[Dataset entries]
● ● ● ●

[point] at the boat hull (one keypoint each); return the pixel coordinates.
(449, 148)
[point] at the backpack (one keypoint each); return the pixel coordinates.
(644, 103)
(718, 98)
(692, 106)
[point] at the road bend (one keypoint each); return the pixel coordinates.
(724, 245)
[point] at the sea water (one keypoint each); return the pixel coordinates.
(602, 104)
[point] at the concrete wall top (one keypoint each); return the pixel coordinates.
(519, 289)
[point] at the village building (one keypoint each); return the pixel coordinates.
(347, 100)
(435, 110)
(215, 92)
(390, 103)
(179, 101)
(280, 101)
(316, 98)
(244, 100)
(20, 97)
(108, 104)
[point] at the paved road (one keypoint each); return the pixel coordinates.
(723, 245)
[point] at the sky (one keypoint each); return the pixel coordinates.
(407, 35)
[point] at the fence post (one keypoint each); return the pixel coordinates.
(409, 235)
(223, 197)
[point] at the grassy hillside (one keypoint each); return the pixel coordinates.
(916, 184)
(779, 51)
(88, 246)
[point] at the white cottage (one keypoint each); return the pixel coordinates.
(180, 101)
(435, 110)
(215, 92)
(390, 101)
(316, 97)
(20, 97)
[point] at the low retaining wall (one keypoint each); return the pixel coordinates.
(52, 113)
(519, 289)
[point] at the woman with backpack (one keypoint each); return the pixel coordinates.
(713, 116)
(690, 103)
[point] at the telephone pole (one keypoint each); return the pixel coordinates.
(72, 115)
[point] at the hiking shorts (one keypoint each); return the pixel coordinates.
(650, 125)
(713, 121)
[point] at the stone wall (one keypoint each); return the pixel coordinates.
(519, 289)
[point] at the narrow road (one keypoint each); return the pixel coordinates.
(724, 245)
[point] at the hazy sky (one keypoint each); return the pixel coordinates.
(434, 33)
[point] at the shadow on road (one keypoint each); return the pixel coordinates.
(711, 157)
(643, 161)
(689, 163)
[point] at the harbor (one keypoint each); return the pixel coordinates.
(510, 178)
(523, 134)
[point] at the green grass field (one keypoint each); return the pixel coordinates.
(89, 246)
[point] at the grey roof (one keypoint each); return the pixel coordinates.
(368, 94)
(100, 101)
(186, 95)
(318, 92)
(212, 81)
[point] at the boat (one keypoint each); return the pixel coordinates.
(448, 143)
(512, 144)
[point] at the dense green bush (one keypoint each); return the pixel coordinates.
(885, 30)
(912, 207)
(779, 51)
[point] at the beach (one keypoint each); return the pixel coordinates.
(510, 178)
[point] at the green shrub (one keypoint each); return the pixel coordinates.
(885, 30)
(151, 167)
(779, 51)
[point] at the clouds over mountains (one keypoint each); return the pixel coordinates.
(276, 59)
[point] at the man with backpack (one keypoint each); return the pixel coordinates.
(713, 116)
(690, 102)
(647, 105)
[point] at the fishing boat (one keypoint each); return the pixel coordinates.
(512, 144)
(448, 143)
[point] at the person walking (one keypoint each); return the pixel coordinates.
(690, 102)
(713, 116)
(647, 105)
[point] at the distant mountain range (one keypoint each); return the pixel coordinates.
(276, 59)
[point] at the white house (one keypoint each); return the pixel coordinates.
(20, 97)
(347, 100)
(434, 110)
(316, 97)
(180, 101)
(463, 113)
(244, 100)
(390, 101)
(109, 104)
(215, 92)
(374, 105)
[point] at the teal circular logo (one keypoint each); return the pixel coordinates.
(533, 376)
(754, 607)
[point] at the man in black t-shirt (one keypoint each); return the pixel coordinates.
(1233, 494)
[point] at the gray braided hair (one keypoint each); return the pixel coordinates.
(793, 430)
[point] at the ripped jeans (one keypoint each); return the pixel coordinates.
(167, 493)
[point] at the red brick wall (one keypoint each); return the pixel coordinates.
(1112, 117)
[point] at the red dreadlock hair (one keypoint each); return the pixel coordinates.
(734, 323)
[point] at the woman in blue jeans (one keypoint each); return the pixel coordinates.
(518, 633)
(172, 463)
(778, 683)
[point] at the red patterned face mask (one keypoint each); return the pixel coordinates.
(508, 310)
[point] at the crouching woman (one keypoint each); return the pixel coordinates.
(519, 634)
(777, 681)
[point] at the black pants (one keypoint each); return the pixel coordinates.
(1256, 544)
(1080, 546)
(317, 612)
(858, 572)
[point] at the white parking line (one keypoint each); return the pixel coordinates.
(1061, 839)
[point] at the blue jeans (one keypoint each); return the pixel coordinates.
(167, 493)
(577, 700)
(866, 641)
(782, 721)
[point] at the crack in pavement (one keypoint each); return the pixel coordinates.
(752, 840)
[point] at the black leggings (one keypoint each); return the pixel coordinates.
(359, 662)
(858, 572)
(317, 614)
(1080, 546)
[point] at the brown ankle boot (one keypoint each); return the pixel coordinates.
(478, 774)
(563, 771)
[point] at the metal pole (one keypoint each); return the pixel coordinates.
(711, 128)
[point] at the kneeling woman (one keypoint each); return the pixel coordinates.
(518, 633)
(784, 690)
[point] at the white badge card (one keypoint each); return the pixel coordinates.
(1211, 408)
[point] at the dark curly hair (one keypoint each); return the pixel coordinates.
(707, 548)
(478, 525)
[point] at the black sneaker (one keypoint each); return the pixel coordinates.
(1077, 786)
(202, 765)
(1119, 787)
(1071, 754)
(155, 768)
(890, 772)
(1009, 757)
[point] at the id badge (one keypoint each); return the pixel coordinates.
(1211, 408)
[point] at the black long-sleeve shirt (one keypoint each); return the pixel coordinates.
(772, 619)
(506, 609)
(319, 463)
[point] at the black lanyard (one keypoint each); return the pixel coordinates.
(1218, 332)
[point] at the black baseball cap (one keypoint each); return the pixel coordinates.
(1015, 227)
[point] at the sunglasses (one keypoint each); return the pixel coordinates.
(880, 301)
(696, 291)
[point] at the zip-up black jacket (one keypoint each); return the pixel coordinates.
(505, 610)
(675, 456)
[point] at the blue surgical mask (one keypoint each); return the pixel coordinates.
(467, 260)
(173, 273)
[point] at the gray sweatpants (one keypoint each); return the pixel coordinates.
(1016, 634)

● ● ● ●

WHAT IS ASKED:
Copy the material above back out, exactly as written.

TASK OUTPUT:
[point] at the boat hull (one keypoint each); return the pixel coordinates.
(449, 148)
[point] at the backpack (one keypoint each); return the pixel coordinates.
(644, 103)
(718, 98)
(692, 106)
[point] at the road bend (one keypoint each); return the pixel coordinates.
(724, 245)
[point] at the sea water (one keypoint each); return the pixel coordinates.
(602, 104)
[point] at the concrete wall top (one keypoint each); return the pixel coordinates.
(519, 289)
[point] at the village building (one keypoint each); return the pixel coordinates.
(347, 100)
(435, 110)
(215, 92)
(390, 103)
(179, 101)
(280, 101)
(316, 98)
(244, 100)
(20, 97)
(108, 104)
[point] at the paved road (one keypoint each); return the pixel coordinates.
(723, 245)
[point] at the sky (one keypoint each); return the pixel coordinates.
(407, 35)
[point] at the fence post (one keypoint each); return the pixel coordinates.
(409, 235)
(223, 197)
[point] at the grassy hillside (one keypoint each); return the pixel coordinates.
(916, 184)
(779, 51)
(88, 246)
[point] at the white cottage (one keypoint each); return the pixel coordinates.
(180, 101)
(435, 110)
(215, 92)
(390, 101)
(316, 97)
(20, 97)
[point] at the low retaining wall (one keypoint each); return the pixel coordinates.
(52, 113)
(519, 289)
[point] at the woman with backpack (one keypoint each); return the pixel coordinates.
(713, 116)
(690, 103)
[point] at the telephone pole (one keypoint each); return the pixel coordinates.
(72, 115)
[point] at the hiking shorts (one keypoint each); return the pixel coordinates.
(650, 125)
(713, 121)
[point] at the stone wall (one keypoint each); return the pixel coordinates.
(519, 289)
[point] at the narrow road (one keypoint each); return the pixel coordinates.
(724, 245)
[point] at the hazy sky (one keypoint each); return the pixel coordinates.
(434, 33)
[point] at the shadow on road (one keypoint each); return the pixel coordinates.
(711, 157)
(643, 161)
(689, 163)
[point] at the harbor (one keypoint each); return the pixel coordinates.
(510, 178)
(523, 134)
[point] at the green grass field (one keypoint each); return the pixel coordinates.
(89, 246)
[point] at the grey roof (one keypoint each); return the pixel coordinates.
(368, 94)
(100, 101)
(186, 95)
(318, 92)
(212, 81)
[point] at the boat (one keypoint each); return the pixel coordinates.
(448, 143)
(512, 144)
[point] at the dense green bush (one keypoint each); return the pixel coordinates.
(885, 30)
(912, 207)
(779, 51)
[point] at the beach (one keypoint each); return the pixel coordinates.
(510, 178)
[point] at the green shrub (one keypoint each); return the pixel coordinates.
(885, 30)
(151, 167)
(779, 51)
[point] at the clouds over mountains (one keypoint each); return the pixel coordinates.
(276, 59)
[point] at the man with backpack (one keypoint each); return the pixel coordinates.
(713, 116)
(690, 102)
(647, 105)
[point] at the fishing boat (one keypoint each); return the pixel coordinates.
(512, 144)
(448, 143)
[point] at the person walking (one keypoint each); return the pixel coordinates.
(690, 102)
(713, 116)
(647, 105)
[point] at the distant mountain range (one keypoint each); return the pixel coordinates.
(276, 59)
[point] at the white house (one keypoint each); return the pixel coordinates.
(20, 97)
(347, 100)
(434, 110)
(316, 97)
(180, 101)
(463, 113)
(244, 100)
(390, 101)
(109, 104)
(215, 92)
(374, 105)
[point] at the teal circular logo (one keypoint each); return the pixel coordinates.
(533, 376)
(754, 607)
[point] at the man in black t-shirt (one keypoint each); return the pixel coordinates.
(1233, 494)
[point] at the gray braided hair (one keypoint each); return the pixel coordinates.
(793, 430)
[point] at the ripped jeans (one keypoint each); return the pixel coordinates.
(167, 493)
[point] at the red brick wall (one keypoint each); return the pixel coordinates.
(1112, 117)
[point] at the red dreadlock hair (one keypoint each); return the pixel coordinates.
(734, 323)
[point] at the woman in blue jeans (one keypoint each); return the pixel coordinates.
(518, 633)
(172, 463)
(778, 683)
[point] at the red patterned face mask (one keypoint each); return the pixel coordinates.
(508, 310)
[point] at the crouching woman (one keypoint each); return the pixel coordinates.
(519, 634)
(777, 681)
[point] at the black pants (one keypoint each); return the pixel coordinates.
(1256, 544)
(1080, 546)
(317, 612)
(858, 572)
[point] at the white parking line (one keypoint each); return the pixel coordinates.
(1061, 839)
[point] at the blue jeans (one keypoint each); return the pixel coordinates.
(167, 493)
(577, 700)
(866, 641)
(782, 721)
[point] at the crack in pavement (one keypoint each); return the pixel coordinates.
(752, 840)
[point] at the black leggings (one keypoint each); return the pixel coordinates.
(359, 662)
(858, 572)
(317, 614)
(1080, 546)
[point] at the brown ankle boot (one keypoint each); return the pixel coordinates.
(478, 774)
(563, 771)
[point] at the metal pole (one keypoint each); return the pixel coordinates.
(711, 128)
[point] at the kneeling woman (one keypoint each); return the pixel coordinates.
(518, 633)
(784, 690)
[point] at the white badge card (one keypoint each); return the pixel coordinates.
(1211, 408)
[point] at the dark curly hair (one keypoint each); return the pixel coordinates.
(707, 548)
(478, 525)
[point] at the black sneaker (one keypoint each); return the pixel coordinates.
(1077, 786)
(202, 765)
(1119, 787)
(1071, 754)
(155, 768)
(890, 772)
(1009, 757)
[point] at the id badge (one keypoint each); return the pixel coordinates.
(1211, 408)
[point] at the black long-sleeve shirt (one keypoint each); return the pixel coordinates.
(772, 619)
(506, 609)
(319, 463)
[point] at the black lanyard (one keypoint each); return the pixel coordinates.
(1218, 332)
[point] at the black baseball cap (one keypoint each); return the pixel coordinates.
(1015, 227)
[point] at the sunglasses (one keypoint each); return the pixel coordinates.
(880, 301)
(696, 291)
[point] at the zip-up black jacket (one keypoint each); return the pixel coordinates.
(505, 610)
(675, 456)
[point] at the blue surgical mask (one keypoint each); return the pixel coordinates.
(467, 260)
(173, 273)
[point] at the gray sweatpants (one keypoint each); return the pixel coordinates.
(1016, 634)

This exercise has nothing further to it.